=== EXERCISE TASK 1 ===
Reproduce word for word the part of the passage on the Catholic conclave starting with "The cardinals will" and going on through "contradictions and impossibilities.".
=== EXERCISE TASK 2 ===
Resume the passage on the Catholic conclave and write what follows its last sentence.

=== PASSAGE PROVIDED ===
## Start

Brotherhoods are blood oaths; priests drink the blood of the covenant. Eleven of the first apostles were martyred. Brotherhoods are circles around a feminine center that is cherished, and so the priest guards the tabernacle housing the sacred presence, and he loves Mary, who housed the presence first.

We Catholics cannot ask Protestants or atheists or feminists to affirm our understanding. No doubt our processions, statues, fasts, candles, sacraments, special seasons and ancient garments seem like practices the college-educated should have long ago outgrown. But to understand the conclave, it is imperative to think in Catholic categories, not about modern trends.

The cardinals will not be debating "gay marriage" or "female ordination" for these are not even issues. For practicing Catholics, these are oxymorons — contradictions and impossibilities.

What's at stake is, however, truly about sex and love, because the Catholic Church is a communion built on loves, starting with the trinitarian love of the father for the son. Sex differences are central to our covenants of loving. This is expressed in our sacramental order of an all-male priesthood and male-female marriage. These sexually bounded covenants form the lattice of our public and private bonds.

## End

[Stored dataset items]

## Start

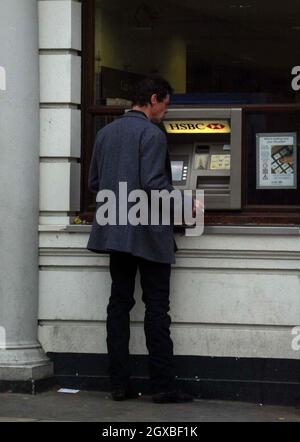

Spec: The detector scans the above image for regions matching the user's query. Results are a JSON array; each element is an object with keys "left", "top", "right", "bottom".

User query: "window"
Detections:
[{"left": 82, "top": 0, "right": 300, "bottom": 224}]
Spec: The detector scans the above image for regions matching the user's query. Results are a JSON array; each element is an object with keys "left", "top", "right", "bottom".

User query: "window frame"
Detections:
[{"left": 80, "top": 0, "right": 300, "bottom": 226}]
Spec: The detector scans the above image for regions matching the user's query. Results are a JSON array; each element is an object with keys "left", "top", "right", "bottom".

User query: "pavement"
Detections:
[{"left": 0, "top": 389, "right": 300, "bottom": 422}]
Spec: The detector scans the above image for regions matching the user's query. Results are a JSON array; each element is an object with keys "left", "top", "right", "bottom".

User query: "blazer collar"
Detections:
[{"left": 123, "top": 110, "right": 150, "bottom": 121}]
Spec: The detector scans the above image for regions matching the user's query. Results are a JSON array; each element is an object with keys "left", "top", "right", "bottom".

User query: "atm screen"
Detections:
[{"left": 171, "top": 161, "right": 183, "bottom": 181}]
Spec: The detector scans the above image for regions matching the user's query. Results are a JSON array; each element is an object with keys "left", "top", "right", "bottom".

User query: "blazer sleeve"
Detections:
[
  {"left": 140, "top": 131, "right": 173, "bottom": 193},
  {"left": 88, "top": 140, "right": 99, "bottom": 193}
]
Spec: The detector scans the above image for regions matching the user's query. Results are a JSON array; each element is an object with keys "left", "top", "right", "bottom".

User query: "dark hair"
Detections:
[{"left": 132, "top": 76, "right": 173, "bottom": 106}]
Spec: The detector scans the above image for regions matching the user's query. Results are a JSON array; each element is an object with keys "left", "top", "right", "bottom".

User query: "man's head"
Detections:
[{"left": 133, "top": 77, "right": 173, "bottom": 123}]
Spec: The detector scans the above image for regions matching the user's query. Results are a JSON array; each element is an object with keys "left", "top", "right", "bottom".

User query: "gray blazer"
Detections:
[{"left": 87, "top": 111, "right": 176, "bottom": 263}]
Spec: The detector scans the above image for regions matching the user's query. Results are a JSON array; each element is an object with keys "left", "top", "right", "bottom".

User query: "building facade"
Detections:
[{"left": 0, "top": 0, "right": 300, "bottom": 402}]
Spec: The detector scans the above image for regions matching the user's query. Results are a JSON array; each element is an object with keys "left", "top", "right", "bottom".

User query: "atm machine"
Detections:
[{"left": 163, "top": 107, "right": 242, "bottom": 210}]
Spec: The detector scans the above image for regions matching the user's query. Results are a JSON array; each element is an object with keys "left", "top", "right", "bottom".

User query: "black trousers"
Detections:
[{"left": 107, "top": 252, "right": 174, "bottom": 393}]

## End

=== TASK RESULT 1 ===
The cardinals will not be debating "gay marriage" or "female ordination" for these are not even issues. For practicing Catholics, these are oxymorons — contradictions and impossibilities.

=== TASK RESULT 2 ===
The conclave is being deliberately called at this time of an ever-deepening rift in the Catholic priesthood and episcopacy. The great taboo (the "filth" that Pope Benedict has said threatens the nature of the church from the inside) can only be discussed, in our terms, as a kind of incest. This is the issue — once unspoken and now exposed — that fractures our priestly fraternity and has rendered our public speech a stutter, a stammer and too often a lie.

It is not only pedophilia but also homosexuality that threatens the ordered love of fathers for adult sons and brothers for brothers. This contest has little to do with individual rights and everything to do with the public communal nature of masculine love.

There is no guarantee that the next pope will be able to wash clean the apostles as Christ did at the Last Supper. There is no guarantee that in this conclave the will of the father and the counsel of the Holy Spirit will be heeded. It is guaranteed that the Holy Spirit will be present. But it is just as sure (as on the night before Christ died, when "Satan had entered into Judas") that some in the conclave will be with the Old Deceiver.

There is much to observe for those with eyes to see and ears to hear. For Catholics, Oremus — let us pray.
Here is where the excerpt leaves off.